WHAT YOU WILL DO:
Reproduce the data below, swapping "pointer" for "locator" at every occurrence and leaving all else unchanged.

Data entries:
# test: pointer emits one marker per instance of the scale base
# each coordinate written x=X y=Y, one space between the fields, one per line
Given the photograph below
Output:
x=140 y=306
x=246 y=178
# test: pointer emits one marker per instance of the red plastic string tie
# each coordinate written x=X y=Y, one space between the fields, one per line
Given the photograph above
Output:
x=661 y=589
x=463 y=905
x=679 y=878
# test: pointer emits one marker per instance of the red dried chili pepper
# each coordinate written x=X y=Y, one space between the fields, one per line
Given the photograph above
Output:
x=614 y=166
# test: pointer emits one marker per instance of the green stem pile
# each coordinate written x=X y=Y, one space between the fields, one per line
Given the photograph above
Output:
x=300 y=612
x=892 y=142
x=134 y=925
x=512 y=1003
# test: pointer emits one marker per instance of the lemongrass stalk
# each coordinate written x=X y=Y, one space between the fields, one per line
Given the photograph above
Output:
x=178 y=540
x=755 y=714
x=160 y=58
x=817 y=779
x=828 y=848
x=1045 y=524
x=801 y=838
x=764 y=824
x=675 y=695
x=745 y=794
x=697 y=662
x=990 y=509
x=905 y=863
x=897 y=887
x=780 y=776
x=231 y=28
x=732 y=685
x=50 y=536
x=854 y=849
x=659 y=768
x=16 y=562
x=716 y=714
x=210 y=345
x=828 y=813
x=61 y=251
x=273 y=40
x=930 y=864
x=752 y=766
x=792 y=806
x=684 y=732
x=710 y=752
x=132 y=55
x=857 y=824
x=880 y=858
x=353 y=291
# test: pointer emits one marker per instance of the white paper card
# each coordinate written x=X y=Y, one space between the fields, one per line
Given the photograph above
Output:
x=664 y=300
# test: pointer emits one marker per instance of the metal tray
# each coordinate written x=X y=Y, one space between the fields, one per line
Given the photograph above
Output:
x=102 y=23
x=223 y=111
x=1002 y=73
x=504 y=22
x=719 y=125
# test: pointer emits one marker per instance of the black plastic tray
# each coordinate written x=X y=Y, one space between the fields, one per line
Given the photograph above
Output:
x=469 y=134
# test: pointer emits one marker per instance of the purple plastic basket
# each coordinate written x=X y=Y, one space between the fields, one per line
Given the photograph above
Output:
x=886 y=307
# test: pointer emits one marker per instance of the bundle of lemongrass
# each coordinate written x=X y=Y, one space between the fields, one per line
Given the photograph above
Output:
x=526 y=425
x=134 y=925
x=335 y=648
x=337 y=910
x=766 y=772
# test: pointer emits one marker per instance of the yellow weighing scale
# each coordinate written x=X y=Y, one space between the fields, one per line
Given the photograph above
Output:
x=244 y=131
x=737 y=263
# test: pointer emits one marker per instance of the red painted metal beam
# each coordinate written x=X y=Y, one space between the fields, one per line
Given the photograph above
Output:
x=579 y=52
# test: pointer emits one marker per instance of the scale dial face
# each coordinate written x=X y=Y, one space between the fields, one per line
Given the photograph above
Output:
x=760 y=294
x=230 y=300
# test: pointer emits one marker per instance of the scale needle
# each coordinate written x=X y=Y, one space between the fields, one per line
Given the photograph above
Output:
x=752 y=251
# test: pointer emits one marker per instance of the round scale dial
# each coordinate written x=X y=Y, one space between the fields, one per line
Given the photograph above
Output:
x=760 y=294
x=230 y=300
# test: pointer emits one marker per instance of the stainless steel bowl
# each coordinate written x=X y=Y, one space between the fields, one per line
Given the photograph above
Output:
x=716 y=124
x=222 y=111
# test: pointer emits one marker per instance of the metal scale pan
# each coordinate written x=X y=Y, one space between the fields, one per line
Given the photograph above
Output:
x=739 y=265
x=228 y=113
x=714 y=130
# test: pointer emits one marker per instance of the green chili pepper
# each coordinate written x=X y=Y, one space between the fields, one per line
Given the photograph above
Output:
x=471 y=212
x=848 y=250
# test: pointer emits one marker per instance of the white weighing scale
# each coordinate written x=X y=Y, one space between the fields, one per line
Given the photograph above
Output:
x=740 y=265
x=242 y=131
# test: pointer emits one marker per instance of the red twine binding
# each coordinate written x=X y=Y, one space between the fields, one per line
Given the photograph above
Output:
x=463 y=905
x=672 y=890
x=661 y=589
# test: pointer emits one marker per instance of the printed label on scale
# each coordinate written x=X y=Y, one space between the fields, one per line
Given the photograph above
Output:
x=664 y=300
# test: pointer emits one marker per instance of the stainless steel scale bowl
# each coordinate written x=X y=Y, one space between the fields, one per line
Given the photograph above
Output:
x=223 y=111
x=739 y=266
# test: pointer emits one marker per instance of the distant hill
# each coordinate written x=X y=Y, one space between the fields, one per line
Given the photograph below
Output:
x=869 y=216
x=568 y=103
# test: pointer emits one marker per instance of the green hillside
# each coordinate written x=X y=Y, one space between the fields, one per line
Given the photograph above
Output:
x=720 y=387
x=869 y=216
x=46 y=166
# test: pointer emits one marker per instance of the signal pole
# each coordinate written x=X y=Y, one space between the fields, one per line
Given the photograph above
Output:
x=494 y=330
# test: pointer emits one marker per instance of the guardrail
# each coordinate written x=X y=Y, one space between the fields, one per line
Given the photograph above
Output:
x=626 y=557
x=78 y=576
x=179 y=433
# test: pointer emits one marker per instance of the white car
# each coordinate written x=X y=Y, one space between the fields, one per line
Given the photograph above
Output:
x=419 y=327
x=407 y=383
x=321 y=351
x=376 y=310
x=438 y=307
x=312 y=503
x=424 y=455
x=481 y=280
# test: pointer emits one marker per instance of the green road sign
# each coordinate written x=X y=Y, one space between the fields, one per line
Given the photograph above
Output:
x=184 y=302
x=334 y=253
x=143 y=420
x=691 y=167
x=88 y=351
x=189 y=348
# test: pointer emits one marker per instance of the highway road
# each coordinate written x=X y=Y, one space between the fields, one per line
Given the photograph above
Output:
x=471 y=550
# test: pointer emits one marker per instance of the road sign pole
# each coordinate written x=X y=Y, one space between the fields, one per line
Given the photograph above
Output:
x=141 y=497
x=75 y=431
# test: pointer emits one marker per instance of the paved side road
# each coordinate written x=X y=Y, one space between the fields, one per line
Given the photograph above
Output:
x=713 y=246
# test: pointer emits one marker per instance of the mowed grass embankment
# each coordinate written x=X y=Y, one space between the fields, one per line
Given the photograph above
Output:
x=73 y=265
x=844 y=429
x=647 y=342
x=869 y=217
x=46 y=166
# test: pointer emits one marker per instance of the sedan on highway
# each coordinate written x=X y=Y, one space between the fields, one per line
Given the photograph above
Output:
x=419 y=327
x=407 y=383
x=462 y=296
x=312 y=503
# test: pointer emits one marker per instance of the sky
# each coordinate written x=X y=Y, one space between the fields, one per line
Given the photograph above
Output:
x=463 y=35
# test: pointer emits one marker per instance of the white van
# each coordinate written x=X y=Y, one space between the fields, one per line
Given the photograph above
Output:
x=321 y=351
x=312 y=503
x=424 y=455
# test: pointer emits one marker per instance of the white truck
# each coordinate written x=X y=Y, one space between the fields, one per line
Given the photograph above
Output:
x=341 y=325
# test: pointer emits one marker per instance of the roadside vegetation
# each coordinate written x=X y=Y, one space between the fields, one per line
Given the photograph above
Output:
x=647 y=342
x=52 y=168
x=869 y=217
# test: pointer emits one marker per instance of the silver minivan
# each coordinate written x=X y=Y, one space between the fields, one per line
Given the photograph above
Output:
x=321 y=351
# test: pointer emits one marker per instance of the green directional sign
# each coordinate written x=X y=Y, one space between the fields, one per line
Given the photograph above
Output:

TASK RESPONSE:
# test: locator emits one marker per instance of the scale base
# each coordinate written x=X y=Y, one space between the fields, one per line
Given the photograph below
Output:
x=140 y=306
x=246 y=178
# test: locator emits one marker per instance of the red plastic string tie
# each coordinate written x=X y=Y, one space between the fields, one per line
Given the photograph above
Output:
x=661 y=589
x=463 y=905
x=679 y=878
# test: locator emits one marker per instance of the red dried chili pepper
# each coordinate written x=X y=Y, one space between the fields, one per line
Given the photograph above
Output:
x=614 y=166
# test: locator emits one marker per instance of the green stem pile
# each coordinate written x=X y=Y, one space between the fields, one per line
Given the photograph above
Output:
x=300 y=612
x=892 y=142
x=134 y=925
x=512 y=1003
# test: locator emits one marker per instance of the lemongrass stalk
# each coordinate written x=X y=Y, one space between the fields, one per line
Given the photograph above
Output:
x=178 y=540
x=755 y=714
x=160 y=58
x=817 y=779
x=828 y=848
x=1045 y=524
x=801 y=838
x=764 y=824
x=675 y=695
x=745 y=794
x=697 y=662
x=990 y=509
x=905 y=863
x=897 y=887
x=780 y=776
x=231 y=28
x=732 y=685
x=50 y=536
x=854 y=849
x=659 y=768
x=16 y=562
x=716 y=714
x=210 y=345
x=828 y=813
x=61 y=251
x=273 y=40
x=930 y=864
x=752 y=766
x=792 y=806
x=684 y=732
x=710 y=752
x=132 y=55
x=857 y=824
x=880 y=858
x=353 y=291
# test: locator emits one marker per instance of the white paper card
# each coordinate written x=X y=Y, one space between the fields, one per line
Given the photograph above
Output:
x=664 y=300
# test: locator emits one marker per instance of the metal tray
# each coordinate written x=X y=Y, one space between the fields, one per line
Given the photograph above
Output:
x=102 y=23
x=223 y=111
x=1002 y=73
x=504 y=22
x=719 y=125
# test: locator emits one marker per instance of the black plastic tray
# each coordinate written x=X y=Y, one space between the fields, one per line
Given the photograph above
Output:
x=469 y=134
# test: locator emits one marker per instance of the purple plastic basket
# each coordinate written x=X y=Y, one space between the fields, one per line
Given the photograph above
Output:
x=886 y=307
# test: locator emits one marker per instance of the bundle of lemongrass
# each coordinate written x=X y=Y, one space between the fields, one per line
Given the photograph above
Output:
x=526 y=425
x=134 y=925
x=335 y=648
x=337 y=910
x=766 y=772
# test: locator emits one marker per instance of the yellow weighing scale
# each coordinate written x=X y=Y, one space between the fields, one per line
Given the photograph above
Output:
x=244 y=131
x=737 y=263
# test: locator emits one marker per instance of the red painted metal beam
# each coordinate written x=X y=Y, one space between the fields, one per line
Given the photograph above
Output:
x=579 y=52
# test: locator emits one marker per instance of the scale dial face
# each coordinate written x=X y=Y, one space between the fields, one per line
Given the photograph above
Output:
x=760 y=294
x=230 y=300
# test: locator emits one marker per instance of the scale needle
# each coordinate written x=X y=Y, one space between the fields, one per line
Given the photograph above
Output:
x=752 y=251
# test: locator emits one marker per instance of the round scale dial
# each coordinate written x=X y=Y, one space between the fields, one per line
Given the photograph above
Output:
x=760 y=294
x=230 y=300
# test: locator emits one marker per instance of the stainless steel bowl
# each coordinate written x=X y=Y, one space between the fields, one per line
Given the photograph above
Output:
x=716 y=124
x=222 y=111
# test: locator emits one marker per instance of the metal scale pan
# each coordinate written x=X y=Y, one space between the fields, one per line
Given the photograph above
Output:
x=739 y=265
x=228 y=113
x=714 y=130
# test: locator emits one marker per instance of the green chili pepper
# each coordinate written x=X y=Y, one space between the fields, one per line
Given the photograph above
Output:
x=471 y=212
x=848 y=250
# test: locator emits one marker per instance of the white weighing scale
# each coordinate written x=X y=Y, one space between the fields, one per line
Given the photograph above
Output:
x=740 y=265
x=242 y=131
# test: locator emits one marker per instance of the red twine binding
# each coordinate written x=X y=Y, one space between the fields, one per line
Given the photograph above
Output:
x=463 y=905
x=672 y=890
x=661 y=589
# test: locator emits one marker per instance of the printed label on scale
# each coordinate written x=X y=Y, one space between the fields, one per line
Given the photograph above
Output:
x=664 y=300
# test: locator emits one marker per instance of the stainless steel scale bowl
# each coordinate written x=X y=Y, one space between the fields, one per line
Given the photograph above
Output:
x=223 y=111
x=739 y=266
# test: locator emits one marker per instance of the distant hill
# each coordinate written x=X y=Y, one space between the fields, one per line
Given the photograph below
Output:
x=869 y=216
x=568 y=103
# test: locator emits one marker per instance of the green hillside
# each coordinate written x=X y=Y, one space between the fields, one per line
Given the photograph above
Output:
x=720 y=387
x=869 y=216
x=46 y=166
# test: locator emits one marker per instance of the signal pole
# each coordinate written x=X y=Y, one space between the fields, one per line
Given the photograph above
Output:
x=494 y=330
# test: locator emits one marker per instance of the guardrail
# each coordinate written x=X y=Y, one space between the fields, one per line
Given the photograph above
Output:
x=626 y=557
x=78 y=576
x=179 y=433
# test: locator emits one marker per instance of the white car
# each coordinate written x=X y=Y, one space between the fields, one per line
Given the photograph above
Output:
x=419 y=327
x=407 y=383
x=321 y=351
x=376 y=310
x=438 y=307
x=312 y=503
x=424 y=455
x=481 y=280
# test: locator emits one marker per instance of the green road sign
# each coordinate written x=X y=Y, one space between the fields, one per line
Given the photograph above
Output:
x=184 y=302
x=334 y=253
x=143 y=420
x=691 y=167
x=88 y=351
x=189 y=348
# test: locator emits one marker per instance of the highway road
# each coordinate written x=X y=Y, one space between the fields, one per line
Given the photograph above
Output:
x=471 y=550
# test: locator emits one marker per instance of the road sign pole
# each coordinate written x=X y=Y, one space between the fields, one per line
Given the photograph above
Output:
x=141 y=497
x=75 y=431
# test: locator emits one marker per instance of the paved side road
# each coordinate written x=X y=Y, one space between the fields, one per line
Given the photograph above
Output:
x=713 y=246
# test: locator emits one marker per instance of the mowed grass embankment
# each coordinate written x=X y=Y, one space between the fields, one per line
Given the photograph above
Output:
x=73 y=265
x=844 y=429
x=647 y=342
x=869 y=217
x=46 y=166
# test: locator emits one marker per instance of the sedan on highway
# each coordinate written x=X y=Y, one space between the fields, one per line
Given the photograph above
Output:
x=419 y=327
x=407 y=383
x=462 y=296
x=312 y=503
# test: locator emits one marker per instance of the sky
# each coordinate written x=X y=Y, one space between the fields, one per line
Given the photograph above
Output:
x=463 y=35
# test: locator emits one marker per instance of the white van
# each coordinate written x=X y=Y, one space between the fields, one per line
Given the photograph above
Output:
x=321 y=351
x=312 y=503
x=424 y=455
# test: locator emits one marker per instance of the white truck
# each coordinate written x=X y=Y, one space between the fields, one per line
Given the photograph above
Output:
x=341 y=325
# test: locator emits one marker per instance of the roadside vegetation
# each coordinate written x=X y=Y, one space between the fields, one per line
Given the photograph above
Output:
x=647 y=342
x=52 y=168
x=869 y=217
# test: locator emits one marker per instance of the silver minivan
# each coordinate written x=X y=Y, one space between the fields, one per line
Given the photograph above
Output:
x=321 y=351
# test: locator emits one marker per instance of the green directional sign
# each coordinate written x=X y=Y, one space between the fields, one per line
Given the photograph above
Output:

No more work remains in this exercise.